Restate every entry verbatim; drop the pictures.
+++ SUPPLIED MATERIAL +++
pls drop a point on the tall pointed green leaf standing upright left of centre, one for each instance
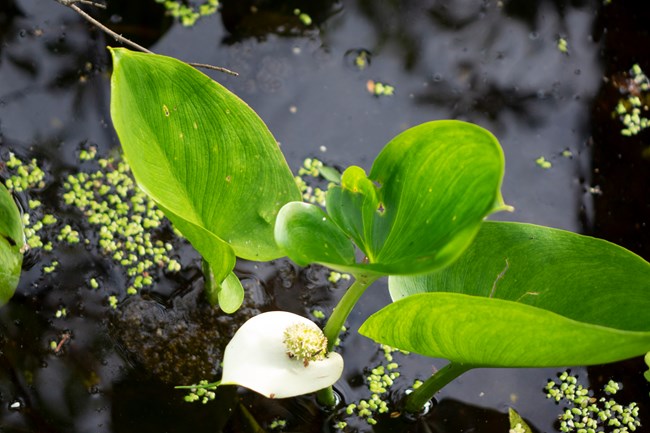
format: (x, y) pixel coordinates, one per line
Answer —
(203, 155)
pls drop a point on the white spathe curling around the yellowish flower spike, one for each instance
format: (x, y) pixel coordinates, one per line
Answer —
(256, 358)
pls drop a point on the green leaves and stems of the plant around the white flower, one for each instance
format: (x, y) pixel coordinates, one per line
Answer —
(481, 294)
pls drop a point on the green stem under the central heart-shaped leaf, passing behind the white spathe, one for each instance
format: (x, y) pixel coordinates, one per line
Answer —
(335, 323)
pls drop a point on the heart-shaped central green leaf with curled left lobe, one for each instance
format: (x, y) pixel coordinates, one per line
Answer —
(420, 207)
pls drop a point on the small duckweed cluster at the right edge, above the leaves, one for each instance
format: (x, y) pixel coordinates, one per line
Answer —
+++
ANSWER SECTION:
pls drop a point on the tall pointed green leaf standing upright left of centre, one for each instance
format: (x, y) pixel coordinates, one per line
Answer —
(203, 155)
pls drop a point on the white spathe curling around the yellowish flower spike, one for each instance
format: (x, y) pixel coordinates, one per line
Answer —
(256, 358)
pls drop a point on the green leaves and stems of the plant around the white flower, one for each instance
format: (x, y) pixel coordinates, one per line
Answer —
(481, 294)
pls drop a point on the green stem under the central heart-shaped leaf, passing behind the white spathe, one for each instance
format: (x, y) pixel coordinates, one per line
Answer —
(335, 323)
pls drop a point on the heart-shaped central green leaf with curled left lobe, one for each instance
format: (x, y) pixel coordinates, one per line
Answer —
(420, 207)
pls drop a point on the small duckweed cluster at the right edge, above the leaves, one for each instance
format: (x, y) pixel coordinates, one per line
Answer —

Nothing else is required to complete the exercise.